What the task requires – Could every entry be set down once more, exactly as given?

══ Extracted information

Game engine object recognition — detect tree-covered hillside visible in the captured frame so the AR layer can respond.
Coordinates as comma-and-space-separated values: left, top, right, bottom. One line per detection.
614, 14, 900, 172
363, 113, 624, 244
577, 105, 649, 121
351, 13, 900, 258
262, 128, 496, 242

════

Completed task –
Game engine object recognition — detect tree-covered hillside visible in the captured frame so the AR layer can respond.
Coordinates as comma-and-space-separated values: left, top, right, bottom. One line per detection.
614, 14, 900, 172
363, 113, 624, 244
577, 105, 649, 121
351, 13, 900, 258
262, 128, 496, 242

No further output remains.